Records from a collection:
###

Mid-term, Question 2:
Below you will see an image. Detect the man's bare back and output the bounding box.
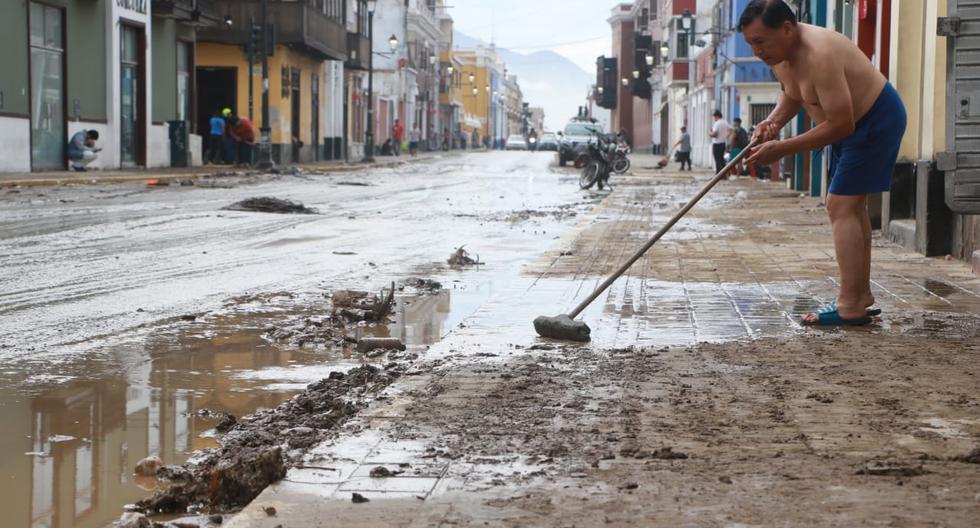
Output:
[772,23,888,123]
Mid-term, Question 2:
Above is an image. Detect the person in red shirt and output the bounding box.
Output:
[391,119,405,156]
[228,116,256,166]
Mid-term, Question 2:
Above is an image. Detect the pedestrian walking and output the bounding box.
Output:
[674,127,691,172]
[228,116,256,167]
[68,130,102,172]
[708,110,732,173]
[204,111,225,165]
[391,119,405,156]
[728,117,749,176]
[408,125,422,157]
[738,0,908,326]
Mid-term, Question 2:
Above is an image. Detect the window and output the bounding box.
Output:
[674,18,691,60]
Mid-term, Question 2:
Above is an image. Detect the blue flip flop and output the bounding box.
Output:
[801,302,880,326]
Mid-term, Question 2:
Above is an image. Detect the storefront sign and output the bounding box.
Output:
[116,0,146,15]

###

EXERCISE AIM:
Reproduce verbatim the stretch of the records above from their start through the line containing "[228,116,256,166]", including both ends. Leave the pictures out.

RESPONSE TO THIS TASK:
Mid-term, Question 2:
Below you will see an image. Detect the man's bare back and output the bounding box.
Output:
[772,23,888,123]
Mid-term, Question 2:
Above is an image. Detect the person in red shirt and output the bounding box.
Output:
[391,119,405,156]
[228,116,256,166]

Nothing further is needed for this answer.